▸ **Try it**
Find the word "flowing" in the listing below, then return every line it appears in.

▸ **Data to examine**

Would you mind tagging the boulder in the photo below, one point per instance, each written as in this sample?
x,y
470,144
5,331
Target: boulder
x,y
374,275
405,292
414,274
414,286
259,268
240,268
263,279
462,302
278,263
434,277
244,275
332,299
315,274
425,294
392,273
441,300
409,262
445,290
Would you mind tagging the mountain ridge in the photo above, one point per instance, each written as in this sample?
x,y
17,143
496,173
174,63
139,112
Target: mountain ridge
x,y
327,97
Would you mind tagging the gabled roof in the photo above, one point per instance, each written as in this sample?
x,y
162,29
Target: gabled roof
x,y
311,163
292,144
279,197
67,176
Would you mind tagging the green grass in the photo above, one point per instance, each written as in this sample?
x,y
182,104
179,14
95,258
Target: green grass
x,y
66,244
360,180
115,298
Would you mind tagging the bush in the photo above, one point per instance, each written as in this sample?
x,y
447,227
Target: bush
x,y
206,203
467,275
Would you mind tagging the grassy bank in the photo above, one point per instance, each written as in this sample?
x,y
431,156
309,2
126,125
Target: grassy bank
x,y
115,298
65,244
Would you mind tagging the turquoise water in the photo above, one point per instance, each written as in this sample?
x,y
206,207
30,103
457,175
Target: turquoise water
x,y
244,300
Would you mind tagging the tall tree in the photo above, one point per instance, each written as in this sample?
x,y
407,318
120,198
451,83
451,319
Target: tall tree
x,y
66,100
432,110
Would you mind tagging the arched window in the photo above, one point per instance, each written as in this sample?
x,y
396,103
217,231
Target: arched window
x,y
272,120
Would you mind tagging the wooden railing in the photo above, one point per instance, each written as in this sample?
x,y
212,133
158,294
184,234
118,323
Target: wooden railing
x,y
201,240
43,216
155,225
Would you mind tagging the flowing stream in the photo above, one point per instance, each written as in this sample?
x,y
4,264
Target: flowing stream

▸ **Task response**
Would you mind tagging the flowing stream in the photo above, one point per instance, each written as in this sample?
Target: flowing stream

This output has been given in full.